▶ _Passage given_:
___

As with $$\hat{{\boldsymbol{\beta}}}^{\text{JS}}$$ and $$\hat{{\boldsymbol{\beta}}}^{\text{IR}}$$, we have

$R\left({\boldsymbol{\beta}}, \hat{{\boldsymbol{\beta}}}^{\text{EB}}\right) < R\left({\boldsymbol{\beta}}, \hat{{\boldsymbol{\beta}}}^{\text{MLE}}\right).$

## 72.7 EB for a Many Responses Model

Consider the many responses model where $${\boldsymbol{Y}}_{i} | {\boldsymbol{X}}\sim \mbox{MVN}_n({\boldsymbol{\beta}}_i {\boldsymbol{X}}, \sigma^2 {\boldsymbol{I}})$$ where the vectors $${\boldsymbol{Y}}_{i} | {\boldsymbol{X}}$$ are jointly independent ($$i=1, 2, \ldots, m$$). Here we’ve made the simplifying assumption that the variance $$\sigma^2$$ is equal across all responses, but this would not be generally true.

The OLS (and MLE) solution is

$\hat{{\boldsymbol{B}}}= {\boldsymbol{Y}}{\boldsymbol{X}}^T ({\boldsymbol{X}}{\boldsymbol{X}}^T)^{-1}.$

Suppose we extend this so that $${\boldsymbol{Y}}_{i} | {\boldsymbol{X}}, {\boldsymbol{\beta}}_i \sim \mbox{MVN}_n({\boldsymbol{\beta}}_i {\boldsymbol{X}}, \sigma^2 {\boldsymbol{I}})$$ and $${\boldsymbol{\beta}}_i {\; \stackrel{\text{iid}}{\sim}\;}\mbox{MVN}_d({\boldsymbol{u}}, {\boldsymbol{V}})$$.

Since $$\hat{{\boldsymbol{\beta}}}_i | {\boldsymbol{\beta}}_i \sim \mbox{MVN}_d({\boldsymbol{\beta}}_i, \sigma^2({\boldsymbol{X}}{\boldsymbol{X}}^T)^{-1})$$, it follows that marginally

$\hat{{\boldsymbol{\beta}}}_i {\; \stackrel{\text{iid}}{\sim}\;}\mbox{MVN}_d({\boldsymbol{u}}, \sigma^2({\boldsymbol{X}}{\boldsymbol{X}}^T)^{-1} + {\boldsymbol{V}}).$

Therefore,

$\hat{{\boldsymbol{u}}} = \frac{\sum_{i=1}^m \hat{{\boldsymbol{\beta}}}_i}{m}$

$\hat{{\boldsymbol{V}}} = \hat{{\operatorname{Cov}}}\left(\hat{{\boldsymbol{\beta}}}\right) - \hat{\sigma}^2({\boldsymbol{X}}{\boldsymbol{X}}^T)^{-1}$

where $$\hat{{\operatorname{Cov}}}\left(\hat{{\boldsymbol{\beta}}}\right)$$ is the $$d \times d$$ sample covariance (or MLE covariance) of the $$\hat{{\boldsymbol{\beta}}}_i$$ estimates.

___

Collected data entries
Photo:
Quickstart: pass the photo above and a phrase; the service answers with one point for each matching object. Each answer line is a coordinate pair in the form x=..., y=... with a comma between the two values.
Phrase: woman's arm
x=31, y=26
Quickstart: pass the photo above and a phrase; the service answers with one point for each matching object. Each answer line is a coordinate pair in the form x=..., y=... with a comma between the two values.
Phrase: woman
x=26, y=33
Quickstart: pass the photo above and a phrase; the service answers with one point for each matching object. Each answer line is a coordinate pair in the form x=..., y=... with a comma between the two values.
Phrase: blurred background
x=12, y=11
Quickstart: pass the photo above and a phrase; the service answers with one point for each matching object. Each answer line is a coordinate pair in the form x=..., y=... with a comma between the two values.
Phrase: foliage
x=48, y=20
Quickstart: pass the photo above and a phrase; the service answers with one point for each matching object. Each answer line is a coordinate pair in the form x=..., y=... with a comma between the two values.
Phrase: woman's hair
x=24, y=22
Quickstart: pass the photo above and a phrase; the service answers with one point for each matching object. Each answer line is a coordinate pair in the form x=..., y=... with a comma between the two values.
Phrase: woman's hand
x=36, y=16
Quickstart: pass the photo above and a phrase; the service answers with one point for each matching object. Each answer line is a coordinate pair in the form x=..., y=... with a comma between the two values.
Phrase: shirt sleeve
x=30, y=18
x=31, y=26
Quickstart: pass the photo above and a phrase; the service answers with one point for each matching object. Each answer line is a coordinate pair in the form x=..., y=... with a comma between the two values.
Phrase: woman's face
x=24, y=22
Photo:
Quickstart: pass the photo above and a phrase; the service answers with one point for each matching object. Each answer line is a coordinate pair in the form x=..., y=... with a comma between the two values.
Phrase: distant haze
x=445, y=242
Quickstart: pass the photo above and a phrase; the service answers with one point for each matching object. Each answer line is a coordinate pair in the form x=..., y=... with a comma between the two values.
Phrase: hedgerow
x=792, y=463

___

▶ _Task set_:
**A)** How would you sum up the passage on empirical Bayes for a many responses model in three sentences?
**B)** Can you quote everything in the passage on empirical Bayes from "Consider the many" down to "be generally true."?

▶ _Full solutions_:
**A)** As with the JS and IR estimators, the EB estimator has lower risk than the MLE. In the many responses model, each response vector Y_i given X is multivariate normal with mean β_i X and variance σ²I, and the vectors are jointly independent; σ² is assumed equal across responses for simplicity, though this would not generally be true, and the OLS (and MLE) solution is B̂ = YXᵀ(XXᵀ)⁻¹. If the β_i are further taken to be iid MVN_d(u, V), the estimates β̂_i are marginally iid MVN_d(u, σ²(XXᵀ)⁻¹ + V), so u is estimated by the average of the β̂_i and V by their d × d sample covariance minus σ̂²(XXᵀ)⁻¹.

**B)**
Consider the many responses model where $${\boldsymbol{Y}}_{i} | {\boldsymbol{X}}\sim \mbox{MVN}_n({\boldsymbol{\beta}}_i {\boldsymbol{X}}, \sigma^2 {\boldsymbol{I}})$$ where the vectors $${\boldsymbol{Y}}_{i} | {\boldsymbol{X}}$$ are jointly independent ($$i=1, 2, \ldots, m$$). Here we’ve made the simplifying assumption that the variance $$\sigma^2$$ is equal across all responses, but this would not be generally true.